Reproduce the material below, swapping each occurrence of "pixel coordinates" for "image coordinates" and leaving everything else unchanged.

:: Extracted records

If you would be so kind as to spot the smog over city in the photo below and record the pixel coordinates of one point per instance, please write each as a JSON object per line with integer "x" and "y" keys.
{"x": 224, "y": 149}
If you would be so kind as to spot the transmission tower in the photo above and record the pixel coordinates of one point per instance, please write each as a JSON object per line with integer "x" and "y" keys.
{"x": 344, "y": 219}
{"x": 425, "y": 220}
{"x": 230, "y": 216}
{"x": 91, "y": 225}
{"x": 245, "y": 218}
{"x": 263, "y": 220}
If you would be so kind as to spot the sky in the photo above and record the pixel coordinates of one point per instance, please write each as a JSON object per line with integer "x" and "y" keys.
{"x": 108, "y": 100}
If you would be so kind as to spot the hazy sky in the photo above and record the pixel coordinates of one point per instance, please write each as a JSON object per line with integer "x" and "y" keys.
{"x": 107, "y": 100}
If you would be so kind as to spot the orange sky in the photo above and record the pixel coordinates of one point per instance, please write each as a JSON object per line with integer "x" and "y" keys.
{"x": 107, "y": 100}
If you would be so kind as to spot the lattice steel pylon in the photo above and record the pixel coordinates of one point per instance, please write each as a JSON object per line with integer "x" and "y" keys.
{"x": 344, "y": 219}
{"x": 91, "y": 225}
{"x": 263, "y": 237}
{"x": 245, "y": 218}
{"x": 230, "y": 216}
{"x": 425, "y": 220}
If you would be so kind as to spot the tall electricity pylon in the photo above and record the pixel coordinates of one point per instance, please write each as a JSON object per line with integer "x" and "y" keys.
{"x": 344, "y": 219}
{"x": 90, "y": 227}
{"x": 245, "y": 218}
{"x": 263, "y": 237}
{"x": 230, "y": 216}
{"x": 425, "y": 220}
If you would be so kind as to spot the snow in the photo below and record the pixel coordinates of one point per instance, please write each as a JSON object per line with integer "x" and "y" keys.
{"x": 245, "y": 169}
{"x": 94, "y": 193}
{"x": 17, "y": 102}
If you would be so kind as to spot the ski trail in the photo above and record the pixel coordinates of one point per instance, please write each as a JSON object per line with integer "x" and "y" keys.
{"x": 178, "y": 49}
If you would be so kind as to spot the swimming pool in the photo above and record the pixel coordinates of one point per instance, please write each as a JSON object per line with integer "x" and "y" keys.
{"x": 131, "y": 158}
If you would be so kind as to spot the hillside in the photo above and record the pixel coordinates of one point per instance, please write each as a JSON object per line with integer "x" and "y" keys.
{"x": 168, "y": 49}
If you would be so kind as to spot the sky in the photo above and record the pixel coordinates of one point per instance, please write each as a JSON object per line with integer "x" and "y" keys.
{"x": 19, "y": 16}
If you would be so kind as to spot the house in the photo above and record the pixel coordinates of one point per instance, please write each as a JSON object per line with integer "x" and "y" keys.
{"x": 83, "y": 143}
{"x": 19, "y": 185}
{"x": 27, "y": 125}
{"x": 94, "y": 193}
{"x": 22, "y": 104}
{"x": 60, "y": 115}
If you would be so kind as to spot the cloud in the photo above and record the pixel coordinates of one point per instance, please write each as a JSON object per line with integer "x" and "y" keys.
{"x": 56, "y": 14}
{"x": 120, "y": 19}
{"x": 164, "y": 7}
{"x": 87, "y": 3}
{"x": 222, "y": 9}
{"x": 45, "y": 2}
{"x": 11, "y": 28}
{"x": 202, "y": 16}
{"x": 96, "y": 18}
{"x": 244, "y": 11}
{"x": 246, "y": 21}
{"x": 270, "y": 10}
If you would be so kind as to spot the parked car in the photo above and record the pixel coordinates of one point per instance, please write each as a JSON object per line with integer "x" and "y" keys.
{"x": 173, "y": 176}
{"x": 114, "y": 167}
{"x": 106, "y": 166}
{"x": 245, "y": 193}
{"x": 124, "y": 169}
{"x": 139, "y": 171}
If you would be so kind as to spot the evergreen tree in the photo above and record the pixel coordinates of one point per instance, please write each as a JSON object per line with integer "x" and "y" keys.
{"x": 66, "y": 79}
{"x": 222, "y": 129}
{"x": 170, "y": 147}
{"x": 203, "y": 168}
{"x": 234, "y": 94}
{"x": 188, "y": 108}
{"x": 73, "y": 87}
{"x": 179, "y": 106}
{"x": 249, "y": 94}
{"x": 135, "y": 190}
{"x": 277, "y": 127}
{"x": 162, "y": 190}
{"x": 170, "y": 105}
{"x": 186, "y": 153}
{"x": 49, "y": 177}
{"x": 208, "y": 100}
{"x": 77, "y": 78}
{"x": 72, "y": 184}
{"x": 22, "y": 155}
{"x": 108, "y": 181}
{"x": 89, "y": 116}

::::

- Problem solution:
If you would be so kind as to spot the smog over city in the photo below and record the image coordinates of one point per instance, please write each as a JSON object per line with integer "x" and "y" keys.
{"x": 224, "y": 149}
If you would be so kind as to spot the transmission tower in the photo above and record the image coordinates of one point per instance, please write each as a JSON object per line with integer "x" and "y" keys.
{"x": 344, "y": 219}
{"x": 425, "y": 220}
{"x": 230, "y": 216}
{"x": 91, "y": 225}
{"x": 245, "y": 218}
{"x": 263, "y": 220}
If you would be so kind as to spot the sky in the photo above and record the image coordinates of one point per instance, please write each as a JSON object per line with integer "x" and "y" keys.
{"x": 108, "y": 100}
If you would be so kind as to spot the hazy sky in the photo above and record the image coordinates of one point per instance, please write each as a JSON object per line with integer "x" and "y" keys.
{"x": 107, "y": 100}
If you would be so kind as to spot the orange sky in the photo above and record the image coordinates of one point per instance, please write each as a JSON object per line with integer "x" and "y" keys.
{"x": 107, "y": 100}
If you would be so kind as to spot the lattice steel pylon in the photo above and record the image coordinates of one point per instance, please write each as a JSON object per line with integer "x" and "y" keys.
{"x": 344, "y": 219}
{"x": 91, "y": 225}
{"x": 263, "y": 237}
{"x": 245, "y": 218}
{"x": 230, "y": 216}
{"x": 425, "y": 220}
If you would be so kind as to spot the tall electricity pylon in the photo above and record the image coordinates of one point per instance, please write each as a JSON object per line with integer "x" and "y" keys.
{"x": 344, "y": 219}
{"x": 90, "y": 227}
{"x": 245, "y": 218}
{"x": 263, "y": 237}
{"x": 230, "y": 216}
{"x": 425, "y": 220}
If you would be so kind as to spot the snow in the photo below and record the image coordinates of one point per instance, please write each as a JSON object per line with integer "x" and "y" keys.
{"x": 245, "y": 169}
{"x": 94, "y": 193}
{"x": 17, "y": 102}
If you would be so kind as to spot the ski trail in the photo above and record the image coordinates of one point per instance, please write each as a JSON object per line with integer "x" and "y" keys.
{"x": 178, "y": 49}
If you would be so kind as to spot the swimming pool in the photo above and record the image coordinates of one point per instance, please write each as a JSON object per line with integer "x" and "y" keys.
{"x": 131, "y": 158}
If you would be so kind as to spot the hillside in the photo above and record the image coordinates of one point per instance, please write each as a JSON object per line with integer "x" and "y" keys.
{"x": 168, "y": 49}
If you would be so kind as to spot the sky in the photo above and record the image coordinates of one point per instance, please write each as a JSON object per line with integer "x" and "y" keys.
{"x": 19, "y": 16}
If you would be so kind as to spot the house in the photo above and record the image coordinates of one point per instance, please write each as a JSON object per line with integer "x" and "y" keys.
{"x": 83, "y": 143}
{"x": 19, "y": 185}
{"x": 27, "y": 125}
{"x": 94, "y": 193}
{"x": 22, "y": 104}
{"x": 60, "y": 115}
If you would be so kind as to spot the cloud in the photo above and record the image coordinates of one point per instance, please write each as a JSON object per line with integer "x" and "y" keys.
{"x": 56, "y": 14}
{"x": 120, "y": 19}
{"x": 164, "y": 7}
{"x": 87, "y": 3}
{"x": 222, "y": 9}
{"x": 45, "y": 2}
{"x": 11, "y": 28}
{"x": 202, "y": 16}
{"x": 96, "y": 18}
{"x": 244, "y": 11}
{"x": 246, "y": 21}
{"x": 270, "y": 10}
If you would be so kind as to spot the parked car in the photo above and record the image coordinates of one point per instance, please write each as a JSON object per line with integer "x" and "y" keys.
{"x": 173, "y": 176}
{"x": 114, "y": 167}
{"x": 106, "y": 166}
{"x": 245, "y": 193}
{"x": 124, "y": 169}
{"x": 139, "y": 171}
If you would be so kind as to spot the evergreen tree in the photo above and record the image coordinates of one point per instance, please write each as a JSON object per line with integer "x" and "y" keys.
{"x": 66, "y": 79}
{"x": 222, "y": 129}
{"x": 170, "y": 147}
{"x": 203, "y": 168}
{"x": 234, "y": 94}
{"x": 188, "y": 108}
{"x": 73, "y": 87}
{"x": 179, "y": 106}
{"x": 249, "y": 94}
{"x": 135, "y": 190}
{"x": 277, "y": 127}
{"x": 162, "y": 190}
{"x": 170, "y": 105}
{"x": 186, "y": 153}
{"x": 49, "y": 177}
{"x": 208, "y": 100}
{"x": 77, "y": 78}
{"x": 72, "y": 184}
{"x": 22, "y": 155}
{"x": 108, "y": 181}
{"x": 89, "y": 116}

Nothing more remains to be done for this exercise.